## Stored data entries
★ ★ ★ ★

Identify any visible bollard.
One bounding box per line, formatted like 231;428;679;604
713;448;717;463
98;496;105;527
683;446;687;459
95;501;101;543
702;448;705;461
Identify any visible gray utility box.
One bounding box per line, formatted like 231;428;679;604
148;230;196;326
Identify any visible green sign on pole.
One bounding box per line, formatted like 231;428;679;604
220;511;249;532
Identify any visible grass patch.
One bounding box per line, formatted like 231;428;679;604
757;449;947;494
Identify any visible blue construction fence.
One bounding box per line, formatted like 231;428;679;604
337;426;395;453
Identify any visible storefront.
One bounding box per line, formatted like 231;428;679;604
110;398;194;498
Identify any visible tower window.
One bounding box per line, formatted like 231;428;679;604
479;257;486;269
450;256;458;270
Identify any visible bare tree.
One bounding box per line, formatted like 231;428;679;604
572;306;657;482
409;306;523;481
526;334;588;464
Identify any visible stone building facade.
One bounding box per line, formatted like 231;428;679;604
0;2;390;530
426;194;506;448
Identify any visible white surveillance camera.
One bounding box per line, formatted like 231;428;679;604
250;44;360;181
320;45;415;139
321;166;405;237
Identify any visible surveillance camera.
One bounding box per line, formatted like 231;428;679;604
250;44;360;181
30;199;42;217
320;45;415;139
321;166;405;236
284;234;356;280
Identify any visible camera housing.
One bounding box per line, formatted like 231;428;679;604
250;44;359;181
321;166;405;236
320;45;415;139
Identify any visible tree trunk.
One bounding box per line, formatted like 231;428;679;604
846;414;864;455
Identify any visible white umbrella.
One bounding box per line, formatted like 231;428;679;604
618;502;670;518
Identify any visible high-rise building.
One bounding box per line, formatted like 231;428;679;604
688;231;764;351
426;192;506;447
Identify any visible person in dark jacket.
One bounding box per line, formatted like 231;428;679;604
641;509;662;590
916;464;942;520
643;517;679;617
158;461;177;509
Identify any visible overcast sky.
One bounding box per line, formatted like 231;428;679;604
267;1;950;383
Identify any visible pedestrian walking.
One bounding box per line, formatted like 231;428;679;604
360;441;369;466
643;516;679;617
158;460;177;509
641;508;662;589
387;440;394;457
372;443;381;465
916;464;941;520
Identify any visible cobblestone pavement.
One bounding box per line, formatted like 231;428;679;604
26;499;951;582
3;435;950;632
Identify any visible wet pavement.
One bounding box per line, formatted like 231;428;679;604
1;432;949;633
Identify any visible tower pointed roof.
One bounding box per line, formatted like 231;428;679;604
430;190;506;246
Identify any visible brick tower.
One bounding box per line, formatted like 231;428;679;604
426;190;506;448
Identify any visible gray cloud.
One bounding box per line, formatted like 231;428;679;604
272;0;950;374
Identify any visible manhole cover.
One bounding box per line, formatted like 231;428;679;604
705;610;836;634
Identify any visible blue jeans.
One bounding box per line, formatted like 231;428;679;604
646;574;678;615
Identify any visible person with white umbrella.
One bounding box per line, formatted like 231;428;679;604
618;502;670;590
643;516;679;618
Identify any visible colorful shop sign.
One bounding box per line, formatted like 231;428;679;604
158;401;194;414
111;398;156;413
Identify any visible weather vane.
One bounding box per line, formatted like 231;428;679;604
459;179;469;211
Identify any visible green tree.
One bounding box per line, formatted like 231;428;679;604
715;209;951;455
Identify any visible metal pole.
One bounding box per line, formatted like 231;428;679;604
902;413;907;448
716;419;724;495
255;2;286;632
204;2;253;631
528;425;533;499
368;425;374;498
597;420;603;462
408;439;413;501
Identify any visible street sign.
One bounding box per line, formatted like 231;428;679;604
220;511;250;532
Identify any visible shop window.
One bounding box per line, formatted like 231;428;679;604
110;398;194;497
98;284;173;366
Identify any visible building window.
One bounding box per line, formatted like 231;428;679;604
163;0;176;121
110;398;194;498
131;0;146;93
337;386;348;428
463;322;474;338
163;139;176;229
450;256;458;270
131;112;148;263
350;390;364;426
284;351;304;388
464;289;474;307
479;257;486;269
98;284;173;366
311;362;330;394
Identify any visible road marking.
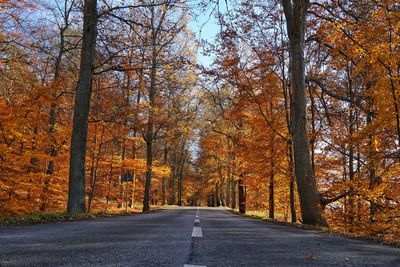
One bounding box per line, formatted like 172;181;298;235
184;265;207;267
195;215;199;218
195;218;200;223
192;226;203;237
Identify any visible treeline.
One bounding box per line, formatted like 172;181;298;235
0;0;199;215
194;0;399;243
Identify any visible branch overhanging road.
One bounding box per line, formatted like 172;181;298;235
1;207;399;266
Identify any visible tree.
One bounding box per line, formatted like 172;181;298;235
140;0;189;212
67;0;98;215
282;0;327;226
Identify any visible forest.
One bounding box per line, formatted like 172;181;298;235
0;0;399;244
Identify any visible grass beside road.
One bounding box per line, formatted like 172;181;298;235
225;208;400;248
0;206;164;227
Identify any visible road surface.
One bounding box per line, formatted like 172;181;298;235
0;207;399;266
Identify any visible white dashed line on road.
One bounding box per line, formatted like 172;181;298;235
195;218;200;223
184;265;207;267
192;226;203;237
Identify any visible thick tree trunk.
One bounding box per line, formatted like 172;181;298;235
67;0;98;215
282;0;327;226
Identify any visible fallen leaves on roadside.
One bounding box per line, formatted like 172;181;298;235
304;253;316;260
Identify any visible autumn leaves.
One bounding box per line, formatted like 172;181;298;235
193;0;399;243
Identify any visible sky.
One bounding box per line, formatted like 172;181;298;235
188;13;218;67
187;2;229;67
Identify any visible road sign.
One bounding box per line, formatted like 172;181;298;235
122;171;134;182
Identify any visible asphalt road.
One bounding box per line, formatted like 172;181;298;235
0;207;399;267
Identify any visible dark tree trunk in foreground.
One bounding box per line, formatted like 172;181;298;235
282;0;327;226
67;0;98;215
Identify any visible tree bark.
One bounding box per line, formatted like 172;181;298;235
231;178;236;209
215;182;220;206
169;146;177;205
238;174;246;214
67;0;98;215
177;142;187;206
282;0;327;226
142;4;158;213
161;143;168;205
269;162;275;219
225;177;231;207
88;124;105;212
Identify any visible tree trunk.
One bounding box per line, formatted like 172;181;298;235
143;137;153;212
161;143;168;205
225;178;231;207
88;125;105;212
367;112;378;223
269;100;275;219
169;147;177;205
142;5;158;213
269;164;275;219
288;139;297;222
280;11;296;224
177;143;186;206
231;178;236;209
215;182;220;207
347;63;355;225
238;175;246;214
308;87;316;175
67;0;98;215
282;0;327;226
42;5;72;211
105;143;114;212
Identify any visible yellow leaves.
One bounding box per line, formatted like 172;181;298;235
122;159;147;174
153;165;171;177
122;159;170;178
126;136;145;144
373;136;380;152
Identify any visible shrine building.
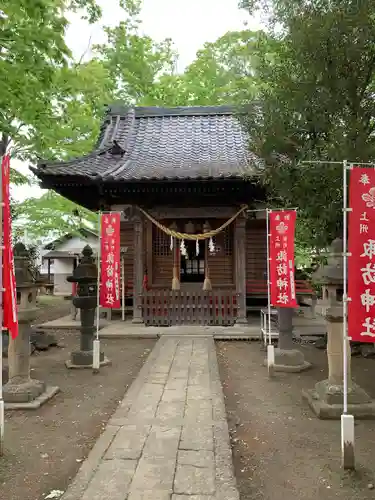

★ ★ ★ ★

## HOW TO COMPLETE THIS TASK
From the entries above, select each line containing the string "person".

## RESPONSE FOR THIS EXERCISE
Identify any visible person in dark jacket.
Identify any visible person with white umbrella.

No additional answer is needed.